■ **EXERCÍCIO CURTO A**:
Responda, com base no texto sobre o Congresso CAM-CCBC:
(i) Em que dias aconteceu o IX Congresso de Arbitragem do CAM-CCBC?
(ii) Quantas perguntas compunham a pesquisa feita com os participantes?
(iii) Em que tipo de diversidade o mercado arbitral brasileiro já experimentou avanços, segundo o texto?
■ **EXERCÍCIO CURTO B**:
Resuma em duas frases o texto sobre o Congresso CAM-CCBC.
■ **EXERCÍCIO CURTO C**:
Liste todos os nomes de pessoas que aparecem no início do texto sobre o Congresso CAM-CCBC.

Eloah Scantelbury[1]

Luis Henrick Pereira[2]

Luiza Pedroso[3]

 

  1. Introdução

 

  1. Nos dias 17 e 18 de outubro de 2022, cerca de 400 pessoas prestigiaram o IX Congresso de Arbitragem do CAM-CCBC (“Congresso CAM-CCBC”) – um dos maiores e mais relevantes eventos anuais da comunidade arbitral brasileira, que se dedica ao debate do presente e futuro da arbitragem. Entre painéis dedicados às questões jurídicas mais intrincadas do mercado, os participantes foram convidados a responder a uma pesquisa composta por 11 perguntas, cujo objetivo era não só promover autorreflexão, mas identificar – ainda que preliminarmente – o perfil predominante daqueles que se sentam nas cadeiras de congressos do porte do Congresso CAM-CCBC.

 

  1. O presente texto tem o objetivo de publicar os resultados da pesquisa conduzida no Congresso CAM-CCBC e dar um pontapé inicial para o alargamento e complexificação das discussões sobre a (falta de) diversidade no mercado arbitral brasileiro – que, apesar de já ter experimentado avanços nesse quesito, sobretudo no que diz respeito à diversidade de gênero, ainda nos parece míope no que diz respeito a outros fatores identitários.

■ **DADOS FORNECIDOS**:
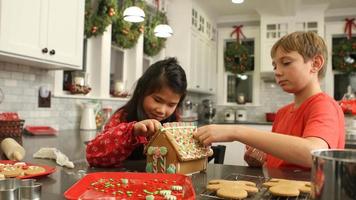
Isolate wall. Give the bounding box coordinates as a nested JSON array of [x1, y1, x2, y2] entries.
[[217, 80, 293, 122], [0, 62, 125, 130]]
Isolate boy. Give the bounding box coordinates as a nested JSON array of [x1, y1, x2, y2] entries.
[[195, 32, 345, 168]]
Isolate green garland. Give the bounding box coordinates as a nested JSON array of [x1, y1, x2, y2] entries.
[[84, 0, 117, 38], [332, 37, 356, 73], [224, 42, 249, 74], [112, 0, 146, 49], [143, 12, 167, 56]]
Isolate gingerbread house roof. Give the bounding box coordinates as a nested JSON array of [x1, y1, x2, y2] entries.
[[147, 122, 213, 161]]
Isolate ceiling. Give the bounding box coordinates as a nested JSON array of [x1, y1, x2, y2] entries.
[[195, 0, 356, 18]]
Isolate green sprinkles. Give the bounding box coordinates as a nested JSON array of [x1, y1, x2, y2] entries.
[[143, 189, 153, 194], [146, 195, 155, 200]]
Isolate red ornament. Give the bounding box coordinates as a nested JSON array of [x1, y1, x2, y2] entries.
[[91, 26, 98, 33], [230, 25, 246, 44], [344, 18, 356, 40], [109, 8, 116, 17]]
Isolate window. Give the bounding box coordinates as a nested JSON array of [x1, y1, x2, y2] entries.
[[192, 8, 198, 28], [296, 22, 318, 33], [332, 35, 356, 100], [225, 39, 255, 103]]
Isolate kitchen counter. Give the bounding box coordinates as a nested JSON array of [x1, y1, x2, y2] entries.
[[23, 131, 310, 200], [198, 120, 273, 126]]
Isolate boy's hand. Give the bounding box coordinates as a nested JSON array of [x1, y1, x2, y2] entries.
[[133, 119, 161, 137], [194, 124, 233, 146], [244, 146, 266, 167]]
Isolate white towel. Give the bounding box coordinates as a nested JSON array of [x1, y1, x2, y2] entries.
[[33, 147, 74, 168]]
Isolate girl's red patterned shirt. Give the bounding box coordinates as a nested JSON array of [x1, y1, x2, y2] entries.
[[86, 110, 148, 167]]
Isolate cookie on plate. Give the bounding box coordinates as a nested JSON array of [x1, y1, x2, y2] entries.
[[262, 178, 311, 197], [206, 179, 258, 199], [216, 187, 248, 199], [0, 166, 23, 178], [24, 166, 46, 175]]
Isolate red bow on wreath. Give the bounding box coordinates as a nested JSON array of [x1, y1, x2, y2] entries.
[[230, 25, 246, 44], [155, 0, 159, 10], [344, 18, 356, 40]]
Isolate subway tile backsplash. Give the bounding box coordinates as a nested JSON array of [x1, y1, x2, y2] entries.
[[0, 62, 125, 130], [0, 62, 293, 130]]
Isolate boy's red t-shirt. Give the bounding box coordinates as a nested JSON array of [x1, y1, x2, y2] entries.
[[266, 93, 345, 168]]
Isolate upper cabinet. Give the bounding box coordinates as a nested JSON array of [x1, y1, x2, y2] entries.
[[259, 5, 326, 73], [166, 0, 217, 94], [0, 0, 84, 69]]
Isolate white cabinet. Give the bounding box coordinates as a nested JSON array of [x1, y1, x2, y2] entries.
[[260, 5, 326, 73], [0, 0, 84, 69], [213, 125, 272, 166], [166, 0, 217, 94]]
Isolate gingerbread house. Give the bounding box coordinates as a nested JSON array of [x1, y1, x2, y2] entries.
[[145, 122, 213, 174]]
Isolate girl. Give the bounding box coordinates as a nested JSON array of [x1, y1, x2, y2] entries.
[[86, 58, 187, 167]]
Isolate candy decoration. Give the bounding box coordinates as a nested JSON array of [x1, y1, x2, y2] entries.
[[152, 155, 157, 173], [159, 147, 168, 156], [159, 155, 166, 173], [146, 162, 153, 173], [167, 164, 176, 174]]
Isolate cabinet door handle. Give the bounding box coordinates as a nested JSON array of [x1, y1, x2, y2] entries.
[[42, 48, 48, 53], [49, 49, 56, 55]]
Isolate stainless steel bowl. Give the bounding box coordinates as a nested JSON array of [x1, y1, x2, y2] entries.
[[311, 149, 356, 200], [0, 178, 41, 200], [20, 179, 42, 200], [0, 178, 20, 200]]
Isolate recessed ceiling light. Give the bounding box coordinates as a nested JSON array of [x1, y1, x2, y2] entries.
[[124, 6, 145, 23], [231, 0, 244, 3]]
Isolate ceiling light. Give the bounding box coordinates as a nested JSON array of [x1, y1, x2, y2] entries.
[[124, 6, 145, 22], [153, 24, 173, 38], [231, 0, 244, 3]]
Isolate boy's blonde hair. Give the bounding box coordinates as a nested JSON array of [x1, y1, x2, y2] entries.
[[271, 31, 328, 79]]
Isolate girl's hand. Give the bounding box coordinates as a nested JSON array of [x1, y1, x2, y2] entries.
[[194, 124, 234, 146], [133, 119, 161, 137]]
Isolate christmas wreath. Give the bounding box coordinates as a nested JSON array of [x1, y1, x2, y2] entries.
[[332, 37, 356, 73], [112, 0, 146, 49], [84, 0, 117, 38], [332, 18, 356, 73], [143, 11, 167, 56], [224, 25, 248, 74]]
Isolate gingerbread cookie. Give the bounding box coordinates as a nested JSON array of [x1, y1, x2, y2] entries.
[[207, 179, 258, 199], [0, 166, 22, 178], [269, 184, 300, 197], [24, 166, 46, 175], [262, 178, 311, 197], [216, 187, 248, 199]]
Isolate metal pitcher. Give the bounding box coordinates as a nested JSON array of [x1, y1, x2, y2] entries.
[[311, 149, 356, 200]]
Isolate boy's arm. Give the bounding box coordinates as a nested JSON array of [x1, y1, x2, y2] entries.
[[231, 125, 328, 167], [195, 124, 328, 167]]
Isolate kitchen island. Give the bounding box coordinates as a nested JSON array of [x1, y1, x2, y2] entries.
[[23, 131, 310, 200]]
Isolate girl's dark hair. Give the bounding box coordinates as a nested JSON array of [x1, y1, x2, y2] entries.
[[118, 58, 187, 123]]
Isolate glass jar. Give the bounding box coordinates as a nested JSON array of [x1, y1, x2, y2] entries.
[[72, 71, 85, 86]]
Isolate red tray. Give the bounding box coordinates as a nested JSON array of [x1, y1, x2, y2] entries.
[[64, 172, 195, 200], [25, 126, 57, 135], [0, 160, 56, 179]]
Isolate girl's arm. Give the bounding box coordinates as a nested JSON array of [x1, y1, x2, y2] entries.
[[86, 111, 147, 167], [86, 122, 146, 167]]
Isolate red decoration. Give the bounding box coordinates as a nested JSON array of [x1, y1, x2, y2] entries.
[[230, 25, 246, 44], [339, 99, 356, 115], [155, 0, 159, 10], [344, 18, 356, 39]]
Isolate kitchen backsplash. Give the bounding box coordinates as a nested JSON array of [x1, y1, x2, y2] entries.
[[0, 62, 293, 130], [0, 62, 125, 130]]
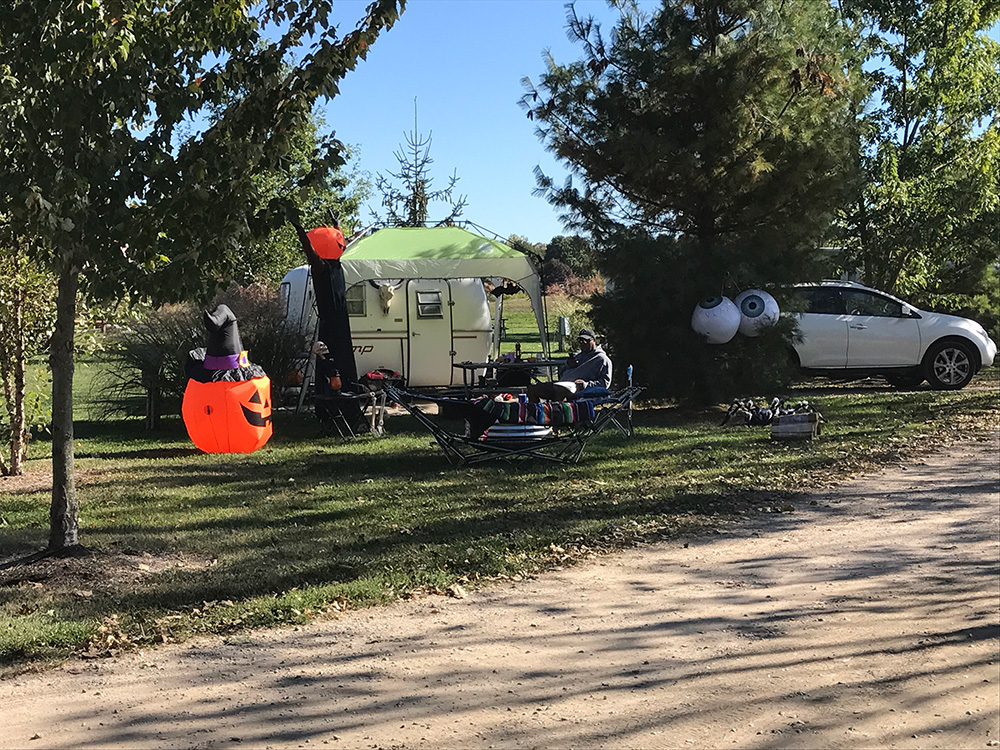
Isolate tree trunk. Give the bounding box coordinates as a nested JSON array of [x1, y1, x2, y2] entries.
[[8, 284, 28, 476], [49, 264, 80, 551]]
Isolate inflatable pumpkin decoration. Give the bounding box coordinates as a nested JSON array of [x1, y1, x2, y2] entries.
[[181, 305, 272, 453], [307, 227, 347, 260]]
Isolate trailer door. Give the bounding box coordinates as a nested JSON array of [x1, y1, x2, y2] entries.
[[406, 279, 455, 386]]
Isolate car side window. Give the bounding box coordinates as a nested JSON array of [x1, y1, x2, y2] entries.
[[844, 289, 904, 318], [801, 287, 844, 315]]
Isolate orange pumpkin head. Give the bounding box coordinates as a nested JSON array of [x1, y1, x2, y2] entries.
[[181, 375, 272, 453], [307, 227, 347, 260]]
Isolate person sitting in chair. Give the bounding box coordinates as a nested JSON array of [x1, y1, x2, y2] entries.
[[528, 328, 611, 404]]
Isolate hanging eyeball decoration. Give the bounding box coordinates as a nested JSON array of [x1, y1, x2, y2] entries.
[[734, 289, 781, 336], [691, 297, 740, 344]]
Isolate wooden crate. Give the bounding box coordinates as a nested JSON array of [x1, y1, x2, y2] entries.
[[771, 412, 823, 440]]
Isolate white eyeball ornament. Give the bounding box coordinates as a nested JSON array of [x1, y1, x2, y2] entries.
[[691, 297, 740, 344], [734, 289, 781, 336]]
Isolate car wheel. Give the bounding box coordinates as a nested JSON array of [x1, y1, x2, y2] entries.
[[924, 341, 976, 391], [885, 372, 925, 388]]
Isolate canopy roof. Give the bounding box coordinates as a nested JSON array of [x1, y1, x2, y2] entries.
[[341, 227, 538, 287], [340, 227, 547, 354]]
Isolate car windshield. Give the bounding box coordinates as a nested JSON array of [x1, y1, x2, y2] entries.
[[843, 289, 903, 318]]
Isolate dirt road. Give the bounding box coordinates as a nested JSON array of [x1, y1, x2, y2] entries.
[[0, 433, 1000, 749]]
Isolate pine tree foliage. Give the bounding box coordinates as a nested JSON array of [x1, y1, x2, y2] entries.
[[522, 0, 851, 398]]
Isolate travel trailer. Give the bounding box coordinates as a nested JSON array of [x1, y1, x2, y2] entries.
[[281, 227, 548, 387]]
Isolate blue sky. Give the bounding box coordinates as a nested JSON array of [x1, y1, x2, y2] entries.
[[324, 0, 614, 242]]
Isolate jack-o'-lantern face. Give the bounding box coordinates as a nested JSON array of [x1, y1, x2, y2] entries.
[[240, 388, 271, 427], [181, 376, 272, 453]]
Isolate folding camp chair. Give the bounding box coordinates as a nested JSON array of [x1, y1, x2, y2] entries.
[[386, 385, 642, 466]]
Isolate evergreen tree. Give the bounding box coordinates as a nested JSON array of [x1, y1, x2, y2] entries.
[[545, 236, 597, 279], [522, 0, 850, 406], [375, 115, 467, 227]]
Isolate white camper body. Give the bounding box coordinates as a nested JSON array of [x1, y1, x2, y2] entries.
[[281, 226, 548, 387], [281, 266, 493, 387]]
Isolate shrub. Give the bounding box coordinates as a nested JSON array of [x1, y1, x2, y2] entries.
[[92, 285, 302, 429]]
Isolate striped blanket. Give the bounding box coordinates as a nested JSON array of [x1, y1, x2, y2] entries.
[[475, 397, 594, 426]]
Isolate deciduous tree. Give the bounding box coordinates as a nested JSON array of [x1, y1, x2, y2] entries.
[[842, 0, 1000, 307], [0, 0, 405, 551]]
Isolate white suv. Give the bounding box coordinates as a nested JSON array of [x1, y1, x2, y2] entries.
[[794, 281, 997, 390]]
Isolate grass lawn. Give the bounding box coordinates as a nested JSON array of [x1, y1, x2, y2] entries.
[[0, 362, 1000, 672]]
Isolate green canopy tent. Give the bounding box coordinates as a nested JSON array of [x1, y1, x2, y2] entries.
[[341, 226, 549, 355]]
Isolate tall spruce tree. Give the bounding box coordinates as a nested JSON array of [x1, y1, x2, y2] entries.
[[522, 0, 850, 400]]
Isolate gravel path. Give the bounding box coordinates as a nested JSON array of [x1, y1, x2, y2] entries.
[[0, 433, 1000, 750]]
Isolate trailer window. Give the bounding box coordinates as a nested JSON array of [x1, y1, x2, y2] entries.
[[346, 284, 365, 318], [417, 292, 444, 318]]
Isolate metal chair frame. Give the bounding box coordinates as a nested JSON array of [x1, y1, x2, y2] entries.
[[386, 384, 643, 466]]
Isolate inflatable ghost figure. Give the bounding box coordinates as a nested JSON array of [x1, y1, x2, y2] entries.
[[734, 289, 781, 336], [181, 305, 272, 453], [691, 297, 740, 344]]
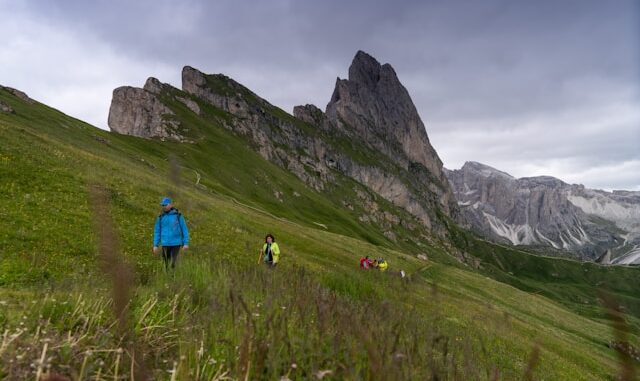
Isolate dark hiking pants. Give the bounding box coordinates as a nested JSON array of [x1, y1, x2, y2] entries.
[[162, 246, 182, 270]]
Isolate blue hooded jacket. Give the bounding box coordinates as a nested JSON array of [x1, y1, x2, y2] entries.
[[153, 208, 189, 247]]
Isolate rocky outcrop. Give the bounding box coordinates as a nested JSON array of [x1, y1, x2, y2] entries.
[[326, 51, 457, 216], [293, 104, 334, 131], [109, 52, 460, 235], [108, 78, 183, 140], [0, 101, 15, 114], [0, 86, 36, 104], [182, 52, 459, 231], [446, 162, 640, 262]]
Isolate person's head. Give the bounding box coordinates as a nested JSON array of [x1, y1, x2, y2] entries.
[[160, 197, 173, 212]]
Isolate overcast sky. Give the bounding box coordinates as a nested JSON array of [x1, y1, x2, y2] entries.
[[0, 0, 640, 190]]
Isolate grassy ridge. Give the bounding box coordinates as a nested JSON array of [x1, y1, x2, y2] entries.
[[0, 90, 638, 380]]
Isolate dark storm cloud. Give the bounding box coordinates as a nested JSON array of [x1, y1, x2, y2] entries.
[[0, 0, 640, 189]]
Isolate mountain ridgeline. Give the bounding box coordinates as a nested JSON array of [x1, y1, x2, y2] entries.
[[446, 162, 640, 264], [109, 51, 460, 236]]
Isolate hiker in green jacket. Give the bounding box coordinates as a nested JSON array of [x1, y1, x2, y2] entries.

■ **RESPOSTA COMPLETA A**:
(i) Nos dias 17 e 18 de outubro de 2022.
(ii) 11 perguntas.
(iii) Na diversidade de gênero.

■ **RESPOSTA COMPLETA B**:
Em outubro de 2022, cerca de 400 participantes do IX Congresso de Arbitragem do CAM-CCBC foram convidados a responder a uma pesquisa de 11 perguntas, destinada a promover autorreflexão e a identificar, de forma preliminar, o perfil predominante do público. O texto publica os resultados dessa pesquisa e busca ampliar as discussões sobre a falta de diversidade no mercado arbitral brasileiro, que avançou sobretudo quanto ao gênero, mas ainda parece míope quanto a outros fatores identitários.

■ **RESPOSTA COMPLETA C**:
Eloah Scantelbury
Luis Henrick Pereira
Luiza Pedroso